[What to do]: Only the first line of the listing and the lines after it, up to and including the one containing "Query: textured beige wall", should be retyped exactly.

[Dataset records]:

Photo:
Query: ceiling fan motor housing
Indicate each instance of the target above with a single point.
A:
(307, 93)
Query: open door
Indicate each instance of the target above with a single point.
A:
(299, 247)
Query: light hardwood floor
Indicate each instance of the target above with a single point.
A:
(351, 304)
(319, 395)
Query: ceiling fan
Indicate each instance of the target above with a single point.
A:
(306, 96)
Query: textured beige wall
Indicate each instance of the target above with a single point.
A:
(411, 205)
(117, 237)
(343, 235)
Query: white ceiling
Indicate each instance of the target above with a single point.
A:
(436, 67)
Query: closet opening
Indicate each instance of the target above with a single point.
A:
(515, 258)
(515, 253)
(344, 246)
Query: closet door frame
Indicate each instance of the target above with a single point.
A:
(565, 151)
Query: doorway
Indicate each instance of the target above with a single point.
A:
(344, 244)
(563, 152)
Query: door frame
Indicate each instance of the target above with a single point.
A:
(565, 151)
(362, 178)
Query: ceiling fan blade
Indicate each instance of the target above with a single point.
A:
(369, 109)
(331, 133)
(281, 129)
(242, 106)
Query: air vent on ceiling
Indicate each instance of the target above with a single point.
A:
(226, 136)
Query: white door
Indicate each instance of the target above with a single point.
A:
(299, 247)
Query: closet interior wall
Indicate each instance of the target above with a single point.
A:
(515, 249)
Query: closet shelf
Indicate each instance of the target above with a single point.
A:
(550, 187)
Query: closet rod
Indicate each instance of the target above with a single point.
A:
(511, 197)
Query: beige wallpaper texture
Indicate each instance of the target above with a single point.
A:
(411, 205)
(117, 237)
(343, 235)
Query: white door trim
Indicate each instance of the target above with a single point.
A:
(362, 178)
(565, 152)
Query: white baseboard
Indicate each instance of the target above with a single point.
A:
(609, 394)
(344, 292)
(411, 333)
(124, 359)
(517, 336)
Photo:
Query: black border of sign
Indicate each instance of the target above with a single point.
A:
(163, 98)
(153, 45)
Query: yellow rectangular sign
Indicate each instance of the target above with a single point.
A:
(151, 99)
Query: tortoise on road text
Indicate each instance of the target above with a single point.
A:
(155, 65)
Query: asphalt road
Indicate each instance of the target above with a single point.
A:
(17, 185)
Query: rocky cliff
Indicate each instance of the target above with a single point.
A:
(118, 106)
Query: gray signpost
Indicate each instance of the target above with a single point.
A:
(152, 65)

[Problem solution]:
Photo:
Query: ceiling fan motor housing
Indicate each instance of the target above with a single point.
A:
(307, 93)
Query: open door
Indicate each instance of the target above with a single point.
A:
(299, 247)
Query: light hardwood floor
Indicate each instance of the target above with a single point.
A:
(351, 304)
(319, 395)
Query: ceiling fan
Indicate each instance of the target above with a single point.
A:
(306, 96)
Query: textured beige wall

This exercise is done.